Problem 1
Copy the passage of the XGBoost comment thread below from "Hello Josh, Great" to "one equation ?" word for word.

Corrections: 1:16 The Lambda should be outside of the square brackets. Support StatQuest by buying my book The StatQuest Illustrated Guide to Machine Learning or a Study Guide or Merch!!! statquest.org/statquest-store/

@SuperJ98 Год назад

Hey Josh, Thank you very much for all of your videos. It has been very helpful for my master thesis. I know this is a small details but I think the Similarity Score in 23:05 of this video is negative and should have a minus before the 1/2. At least that's what I see on page 3 of the original paper.

@statquest Год назад

@@SuperJ98 Yes, you are referring to equation 6 in the manuscript - that equation definitely has a minus sign in it. However, I was referring to the individual terms in equation #7 and in Algorithm #1 on that same page. Those terms are what I ended up calling "similarity scores" because of what they represented and how they were used to find the optimal split. That said, I should have been clearer in the video about what, exactly, I was referring to.

@ricclx7290 Год назад

Hello Josh, Great explanation. One question I have is that in neural nets we take derivates for gradients during the epochs in the training process and do back propagation, etc. From your explanation, I think I interpret that there is a loss to be calculated and minimized theoretically but in practice the derivates (gradients) are always that one equation of adding the residuals and dividing by the total. So, I should conclude that there is no derivative calculation during training? instead just use that one equation ?

@statquest Год назад

@@ricclx7290 Yes. Unlike neural networks, XGBoost uses the same overall design for every single model, so we only have to do calculate the derivative once (on paper) and know that it will work for all of the models we create. In contrast, every neural network has a different design (different number of hidden layers, different loss functions, different number of weights, etc.) so we always have to calculate the gradient for each model.

@beautyisinmind2163 3 года назад

I wish this channel live 1000 years in youtube.

@statquest 3 года назад

Thank you!

Materials provided
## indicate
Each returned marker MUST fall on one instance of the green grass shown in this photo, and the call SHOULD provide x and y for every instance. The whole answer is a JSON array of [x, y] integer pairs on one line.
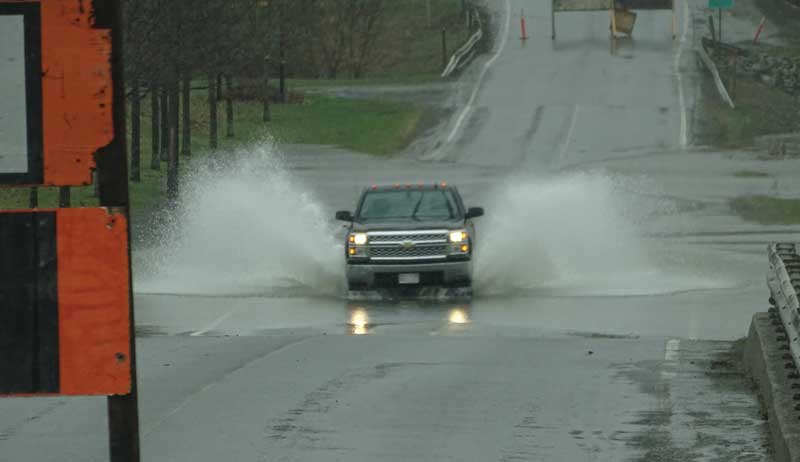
[[360, 125], [373, 127], [750, 174], [760, 110], [310, 84], [767, 210], [412, 47]]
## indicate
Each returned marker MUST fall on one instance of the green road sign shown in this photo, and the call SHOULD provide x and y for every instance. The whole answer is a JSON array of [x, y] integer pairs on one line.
[[720, 4]]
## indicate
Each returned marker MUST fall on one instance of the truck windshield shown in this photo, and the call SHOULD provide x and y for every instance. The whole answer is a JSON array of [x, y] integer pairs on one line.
[[427, 204]]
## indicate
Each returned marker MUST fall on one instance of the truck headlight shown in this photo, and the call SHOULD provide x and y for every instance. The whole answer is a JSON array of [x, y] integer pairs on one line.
[[458, 236], [358, 238]]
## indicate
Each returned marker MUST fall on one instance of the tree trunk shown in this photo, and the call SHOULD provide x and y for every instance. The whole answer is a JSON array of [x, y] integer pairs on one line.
[[212, 112], [164, 151], [186, 149], [267, 114], [64, 197], [155, 127], [136, 133], [174, 155], [229, 107]]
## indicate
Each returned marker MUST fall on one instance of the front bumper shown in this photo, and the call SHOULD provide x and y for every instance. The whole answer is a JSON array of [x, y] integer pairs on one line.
[[376, 275]]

Problem 2
Collect every line of the listing above that contains the word "green".

Complete answer 1
Hello Josh, Great explanation. One question I have is that in neural nets we take derivates for gradients during the epochs in the training process and do back propagation, etc. From your explanation, I think I interpret that there is a loss to be calculated and minimized theoretically but in practice the derivates (gradients) are always that one equation of adding the residuals and dividing by the total. So, I should conclude that there is no derivative calculation during training? instead just use that one equation ?

Complete answer 2
Each returned marker MUST fall on one instance of the green grass shown in this photo, and the call SHOULD provide x and y for every instance. The whole answer is a JSON array of [x, y] integer pairs on one line.
Each returned marker MUST fall on one instance of the green road sign shown in this photo, and the call SHOULD provide x and y for every instance. The whole answer is a JSON array of [x, y] integer pairs on one line.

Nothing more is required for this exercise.